Text passage START

The collection argues that language is a political instrument and that naming things accurately — calling violence violence, calling disenfranchisement disenfranchisement rather than electoral irregularity — is an act of opposition to the power structures that depend on vagueness and euphemism. Solnit develops this argument across different subjects but returns to it consistently: the choice of words is not a neutral matter of style but a political choice with real consequences for what becomes visible, what becomes possible to demand, and who bears responsibility for what.
The collection addresses structural features of American political language and power that predate 2016 and have not resolved since 2018. The specific examples are dated to their moment, but the mechanisms Solnit describes — the use of euphemism to normalize harm, the relationship between accurate naming and political action, the analysis of hope as distinct from optimism — remain fully applicable to the present. Readers in 2024 and beyond will recognize the dynamics the essays describe without any difficulty.

Text passage END
Information given START

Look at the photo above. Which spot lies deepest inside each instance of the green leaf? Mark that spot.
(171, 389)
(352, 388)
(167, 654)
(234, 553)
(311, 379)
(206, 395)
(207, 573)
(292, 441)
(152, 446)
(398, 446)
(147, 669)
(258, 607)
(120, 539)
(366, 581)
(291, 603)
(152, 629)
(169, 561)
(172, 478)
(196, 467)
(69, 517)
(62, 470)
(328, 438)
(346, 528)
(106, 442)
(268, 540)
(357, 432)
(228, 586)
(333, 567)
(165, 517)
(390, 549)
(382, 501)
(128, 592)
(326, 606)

Information given END

Exercise requirements
A - Determine whether each of the following statements agrees with the passage on Solnit's collection: (i) the mechanisms Solnit describes remain applicable to the present; (ii) the choice of words is a neutral matter of style; (iii) the collection treats hope and optimism as the same thing. For each statement, answer yes or no and quote the deciding words of the passage exactly.
B - Retype the passage on Solnit's collection from "The collection addresses" to "without any difficulty.", reproducing the wording precisely.

Solutions
A -
(i) Yes: "remain fully applicable to the present"
(ii) No: "the choice of words is not a neutral matter of style but a political choice"
(iii) No: "the analysis of hope as distinct from optimism"

B -
The collection addresses structural features of American political language and power that predate 2016 and have not resolved since 2018. The specific examples are dated to their moment, but the mechanisms Solnit describes — the use of euphemism to normalize harm, the relationship between accurate naming and political action, the analysis of hope as distinct from optimism — remain fully applicable to the present. Readers in 2024 and beyond will recognize the dynamics the essays describe without any difficulty.